## Text section
--- --- ---
Larger cache memories may be used that more appropriately fit the
performance needs of a particular microprocessor or computer
system. For example, a 48 KB cache memory organized as 48 ways of 1
KB each may be used in conjunction with one embodiment of the
invention. In this example, each cache entry traditionally stores
only one uop for a total capacity of 4800 uops, assuming a uop size
of 10B. However, when used in conjunction with at least one
embodiment of the invention, the cache memory may store twice the
number of uops in the same amount of storage space.
[0022] Typically, each cache memory entry is able to only store one
uop at a time. However, at least one embodiment of the invention
enables the storage of multiple uops within a single instruction to
be stored within a single cache entry. An instruction may be stored
within main memory as a complex instruction (instruction containing
more than one uop), such as in a complex instruction set computing
(CISC) architecture. When a complex instruction is read from main
memory and loaded into a cache memory, it may be decoded into
component uops. The decoding may be performed using prior art
techniques with complementary metal-oxide semiconductor (CMOS)
logic circuitry, by software executed by a microprocessor, or a
combination of hardware and software.
[0023] Uops typically do not vary in size, but the instruction to
which they correspond often do depending on the instruction and the
microarchitecture for which the uop was designed. For example, a
32-bit microprocessor may have instructions having 32 bits, whereas
other instructions within the same instruction set may have only 16
bits, two of which may be included within the same 32-bit
instruction.
[0024] Uops typically include fields, such as an opcode, register,
and immediate fields. The particular opcode(s), registers, and
immediates supported by a particular uop vary, depending on the
type of uop. Some instructions contain multiple uops, each
performing a part of a complex instruction.
[0025] For example, complex instructions that may be performed in
conjunction with one embodiment of the invention are a pop and
return instructions. In an instruction set, such as an Intel
Architecture 32-bit (IA-32) instruction set supplied by Intel
Corporation of Santa Clara, Calif., a pop instruction has a load
uop to load the value at the top of a stack and an arithmetic stack
pointer update uop to manipulate the stack pointer. Similarly, a
return instruction having a load and an arithmetic uop, in addition
to a jump uop. Traditionally, the load and arithmetic uops of the
pop and return instructions are stored in separate cache entries,
but in at least one embodiment of the invention they may be stored
within the same cache entry.
--- --- ---
## Data listing

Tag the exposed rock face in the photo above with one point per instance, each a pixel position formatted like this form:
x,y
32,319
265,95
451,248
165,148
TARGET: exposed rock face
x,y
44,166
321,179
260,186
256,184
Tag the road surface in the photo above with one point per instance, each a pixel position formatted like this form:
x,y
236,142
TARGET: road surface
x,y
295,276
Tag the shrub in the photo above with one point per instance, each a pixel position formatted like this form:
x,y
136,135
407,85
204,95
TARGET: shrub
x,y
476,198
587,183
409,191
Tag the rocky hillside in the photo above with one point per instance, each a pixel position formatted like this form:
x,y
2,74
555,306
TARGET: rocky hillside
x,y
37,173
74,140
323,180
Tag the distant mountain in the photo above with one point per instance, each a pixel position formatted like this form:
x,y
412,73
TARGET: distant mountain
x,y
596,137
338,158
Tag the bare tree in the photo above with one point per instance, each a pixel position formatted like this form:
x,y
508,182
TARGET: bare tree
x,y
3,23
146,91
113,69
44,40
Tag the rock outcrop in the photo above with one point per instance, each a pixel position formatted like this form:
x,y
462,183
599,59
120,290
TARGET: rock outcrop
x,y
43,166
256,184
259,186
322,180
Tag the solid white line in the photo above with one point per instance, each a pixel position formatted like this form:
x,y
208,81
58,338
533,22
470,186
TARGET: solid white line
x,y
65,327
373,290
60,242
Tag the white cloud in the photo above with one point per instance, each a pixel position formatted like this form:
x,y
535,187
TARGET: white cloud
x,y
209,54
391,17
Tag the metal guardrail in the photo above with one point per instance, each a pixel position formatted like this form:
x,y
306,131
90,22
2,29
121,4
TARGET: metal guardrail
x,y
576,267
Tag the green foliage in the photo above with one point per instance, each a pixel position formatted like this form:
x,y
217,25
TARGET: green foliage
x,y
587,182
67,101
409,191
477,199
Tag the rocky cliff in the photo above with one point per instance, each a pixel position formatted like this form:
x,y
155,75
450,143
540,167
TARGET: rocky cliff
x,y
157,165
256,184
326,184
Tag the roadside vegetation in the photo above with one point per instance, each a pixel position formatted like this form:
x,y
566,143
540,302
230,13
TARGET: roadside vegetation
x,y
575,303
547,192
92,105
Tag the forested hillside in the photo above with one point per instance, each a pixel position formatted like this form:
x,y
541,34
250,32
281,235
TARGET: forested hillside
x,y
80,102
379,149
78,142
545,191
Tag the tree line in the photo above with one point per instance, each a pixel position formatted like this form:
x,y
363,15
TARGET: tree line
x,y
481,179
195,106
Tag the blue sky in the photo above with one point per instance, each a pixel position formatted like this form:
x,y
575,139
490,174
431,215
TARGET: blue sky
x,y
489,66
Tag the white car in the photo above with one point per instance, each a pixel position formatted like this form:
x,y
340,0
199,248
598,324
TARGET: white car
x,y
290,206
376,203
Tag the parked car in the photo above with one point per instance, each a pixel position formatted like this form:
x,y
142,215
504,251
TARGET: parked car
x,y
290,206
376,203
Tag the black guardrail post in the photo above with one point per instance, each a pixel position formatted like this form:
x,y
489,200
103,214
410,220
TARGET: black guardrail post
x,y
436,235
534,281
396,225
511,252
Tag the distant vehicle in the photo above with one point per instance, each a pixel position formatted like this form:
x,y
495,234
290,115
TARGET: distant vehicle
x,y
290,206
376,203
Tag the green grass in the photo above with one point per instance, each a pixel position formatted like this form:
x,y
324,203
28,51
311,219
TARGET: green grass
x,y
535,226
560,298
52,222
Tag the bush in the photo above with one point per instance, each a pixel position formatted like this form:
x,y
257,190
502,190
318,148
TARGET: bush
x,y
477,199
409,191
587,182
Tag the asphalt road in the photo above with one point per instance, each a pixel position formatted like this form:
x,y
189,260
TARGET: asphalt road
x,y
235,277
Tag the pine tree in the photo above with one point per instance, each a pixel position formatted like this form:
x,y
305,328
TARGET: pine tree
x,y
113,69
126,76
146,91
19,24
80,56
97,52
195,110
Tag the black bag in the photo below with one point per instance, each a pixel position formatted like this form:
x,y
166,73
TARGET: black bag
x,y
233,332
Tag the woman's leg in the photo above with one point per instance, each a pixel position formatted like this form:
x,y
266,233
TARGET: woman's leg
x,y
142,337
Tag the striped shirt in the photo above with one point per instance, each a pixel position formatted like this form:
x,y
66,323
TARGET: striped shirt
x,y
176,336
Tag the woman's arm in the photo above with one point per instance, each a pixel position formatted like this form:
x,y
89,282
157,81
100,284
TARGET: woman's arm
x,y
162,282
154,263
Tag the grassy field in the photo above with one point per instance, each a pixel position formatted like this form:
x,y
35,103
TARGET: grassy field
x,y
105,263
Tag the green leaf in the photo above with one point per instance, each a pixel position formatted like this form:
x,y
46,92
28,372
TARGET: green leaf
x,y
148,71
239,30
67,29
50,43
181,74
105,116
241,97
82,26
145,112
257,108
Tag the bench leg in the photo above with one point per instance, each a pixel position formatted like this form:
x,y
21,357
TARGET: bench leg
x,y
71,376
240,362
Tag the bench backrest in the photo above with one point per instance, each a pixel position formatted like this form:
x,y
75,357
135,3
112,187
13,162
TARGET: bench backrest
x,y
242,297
--- --- ---
## Problems
1. Using the text on uop caching, answer each question briefly.
(a) How is the example 48 KB cache memory organized?
(b) Which fields do uops typically include?
(c) In the IA-32 instruction set, which two uops does a pop instruction have?
2. For each statement, decide whether the text on uop caching supports it. Answer yes or no, and quote the words from the text that decide it.
(a) Complex instructions can be decoded into uops only by software.
(b) Uops typically vary in size.
(c) A return instruction includes a jump uop.

## Set of answers
1.
(a) It is organized as 48 ways of 1 KB each.
(b) They typically include opcode, register, and immediate fields.
(c) It has a load uop to load the value at the top of a stack and an arithmetic stack pointer update uop to manipulate the stack pointer.

2.
(a) No: "using prior art techniques with complementary metal-oxide semiconductor (CMOS) logic circuitry, by software executed by a microprocessor, or a combination of hardware and software."
(b) No: "Uops typically do not vary in size"
(c) Yes: "in addition to a jump uop."